PROBLEMS:
1. From the archive-formats page below, reproduce everything from "If you do not" down to "library(rstudioapi)".
2. Answer these from the archive-formats page below:
(a) What expansion ratio marks a possible "Zip Bomb"?
(b) Which C library does the archive package bind to?
(c) When the notebook isn't running interactively, what does the directory default to?

START PAGE

8 Container/Archive (.zip, .tar, .7z) Formats

Author

Data Curation Team

Published

January 5, 2025

8.1 Overview

Curators often receive data packaged in containers like ZIP, TAR, or 7-Zip. While convenient for transfer, these formats are “black boxes” that can hide potential data security risks.

Curation Goal

Peek inside compressed containers without full extraction. Our objective is to inventory contents, verify file integrity, and identify nested structures to ensure all data remains discoverable and accessible.

Identifying Risks

Archives are prone to bit-rot; a single corrupted bit in a solid archive can render the entire dataset unreadable. Furthermore, “Zip Bombs” can crash curation workstations, and nested archives often defy automated indexing systems.

This notebook uses the archive package to assess:

Integrity: Can the file be read? (Basic corruption check).
Expansion Ratio: Identifying potential “Zip Bombs” (Expansion > 100x).
Manifest: Generating a detailed summary of contents.

8.2 Setup

We use the archive package, which is a robust binding to the industry-standard libarchive C library.

8.2.1 R Packages

If you do not have the required packages, run this command once in your R console:

Code

# install.packages(c("tidyverse", "archive", "fs", "rstudioapi"))

8.2.2 Load libraries

Code

library(tidyverse)
library(archive)    # The engine for reading archives
library(fs)         # File system tools
library(rstudioapi)

8.3 Select Target Directory

Select the folder containing the archive files (e.g. zip, tar, gz, 7z).

Note: If running interactively, a dialog box will appear. Otherwise, it defaults to the target_dir parameter.

Code

if (interactive() && .Platform$OS.type == "windows") {
  selected_dir <- rstudioapi::selectDirectory(caption = "Select TIFF Directory")
} else {
  selected_dir <- NULL
}

if (!is.null(selected_dir)) {
  target_dir <- selected_dir
} else {
  target_dir <- params$target_dir
}

print(paste("Analyzing directory:", target_dir))

[1] "Analyzing directory: data/Inspect_Containers/"

END PAGE
START DATA ROWS

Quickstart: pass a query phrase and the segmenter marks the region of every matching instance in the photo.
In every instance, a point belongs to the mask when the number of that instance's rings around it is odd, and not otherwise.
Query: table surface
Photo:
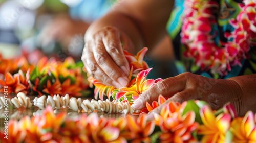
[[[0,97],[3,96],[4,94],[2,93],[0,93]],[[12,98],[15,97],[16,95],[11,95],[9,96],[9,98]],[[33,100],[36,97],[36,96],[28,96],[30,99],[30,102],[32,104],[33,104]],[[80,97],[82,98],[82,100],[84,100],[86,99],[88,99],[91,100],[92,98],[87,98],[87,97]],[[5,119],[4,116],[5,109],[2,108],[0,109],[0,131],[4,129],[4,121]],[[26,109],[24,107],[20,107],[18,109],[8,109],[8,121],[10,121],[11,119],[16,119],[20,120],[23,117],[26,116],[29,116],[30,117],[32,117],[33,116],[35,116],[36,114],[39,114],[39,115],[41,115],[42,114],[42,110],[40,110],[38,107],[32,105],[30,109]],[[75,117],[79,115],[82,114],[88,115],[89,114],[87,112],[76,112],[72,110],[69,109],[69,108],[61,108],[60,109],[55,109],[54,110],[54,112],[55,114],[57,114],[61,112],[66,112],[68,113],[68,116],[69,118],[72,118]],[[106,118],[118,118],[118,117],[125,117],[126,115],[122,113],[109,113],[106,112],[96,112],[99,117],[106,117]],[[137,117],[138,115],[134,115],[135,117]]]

END DATA ROWS
START DATA ROWS

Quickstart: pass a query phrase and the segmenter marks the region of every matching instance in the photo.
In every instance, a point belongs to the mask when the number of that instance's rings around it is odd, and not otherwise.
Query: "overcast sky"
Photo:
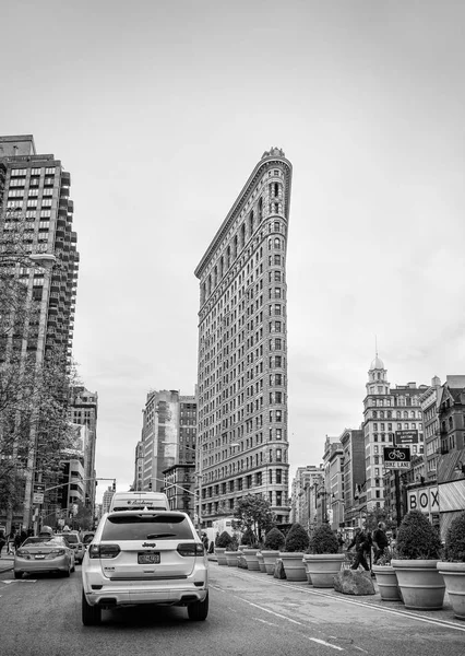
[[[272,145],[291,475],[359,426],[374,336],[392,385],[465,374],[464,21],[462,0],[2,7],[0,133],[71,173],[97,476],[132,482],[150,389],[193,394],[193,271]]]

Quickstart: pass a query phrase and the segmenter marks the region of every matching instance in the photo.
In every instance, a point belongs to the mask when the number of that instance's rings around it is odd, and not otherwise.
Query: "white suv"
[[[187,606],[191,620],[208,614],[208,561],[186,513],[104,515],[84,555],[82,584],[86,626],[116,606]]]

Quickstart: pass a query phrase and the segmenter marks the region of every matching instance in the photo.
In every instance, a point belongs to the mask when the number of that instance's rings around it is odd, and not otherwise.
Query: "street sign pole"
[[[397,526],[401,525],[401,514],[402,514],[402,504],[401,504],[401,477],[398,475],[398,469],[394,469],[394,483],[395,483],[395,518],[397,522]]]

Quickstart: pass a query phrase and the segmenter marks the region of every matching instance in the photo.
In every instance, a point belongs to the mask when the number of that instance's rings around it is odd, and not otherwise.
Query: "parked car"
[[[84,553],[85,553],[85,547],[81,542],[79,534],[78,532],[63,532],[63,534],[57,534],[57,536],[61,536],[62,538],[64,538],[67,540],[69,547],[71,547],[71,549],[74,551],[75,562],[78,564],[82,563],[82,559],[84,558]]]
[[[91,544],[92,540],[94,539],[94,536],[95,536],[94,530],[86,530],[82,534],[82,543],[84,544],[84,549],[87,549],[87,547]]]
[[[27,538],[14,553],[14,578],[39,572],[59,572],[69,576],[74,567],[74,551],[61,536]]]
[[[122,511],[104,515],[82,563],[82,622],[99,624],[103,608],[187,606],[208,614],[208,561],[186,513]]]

END DATA ROWS
START DATA ROWS

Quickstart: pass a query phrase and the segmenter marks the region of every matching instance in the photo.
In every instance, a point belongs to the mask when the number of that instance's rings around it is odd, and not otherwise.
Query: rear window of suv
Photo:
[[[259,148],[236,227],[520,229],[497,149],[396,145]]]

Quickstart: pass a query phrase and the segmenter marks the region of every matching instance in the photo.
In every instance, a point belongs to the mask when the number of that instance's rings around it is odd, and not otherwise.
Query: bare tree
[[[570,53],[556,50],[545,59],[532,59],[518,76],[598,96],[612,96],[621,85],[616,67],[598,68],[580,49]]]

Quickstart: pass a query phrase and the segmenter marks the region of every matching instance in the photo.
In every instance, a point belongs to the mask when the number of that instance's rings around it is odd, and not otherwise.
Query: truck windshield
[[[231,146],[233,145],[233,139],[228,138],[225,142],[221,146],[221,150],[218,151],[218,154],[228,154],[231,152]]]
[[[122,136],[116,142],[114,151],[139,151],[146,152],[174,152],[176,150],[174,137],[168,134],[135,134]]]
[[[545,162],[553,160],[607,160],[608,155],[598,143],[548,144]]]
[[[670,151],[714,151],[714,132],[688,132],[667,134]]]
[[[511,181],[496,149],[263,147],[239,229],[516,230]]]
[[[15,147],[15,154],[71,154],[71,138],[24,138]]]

END DATA ROWS

ANSWERS FOR THIS EXERCISE:
1.
If you do not have the required packages, run this command once in your R console:

Code

# install.packages(c("tidyverse", "archive", "fs", "rstudioapi"))

8.2.2 Load libraries

Code

library(tidyverse)
library(archive)    # The engine for reading archives
library(fs)         # File system tools
library(rstudioapi)

2.
(a) An expansion greater than 100x.
(b) libarchive.
(c) The target_dir parameter.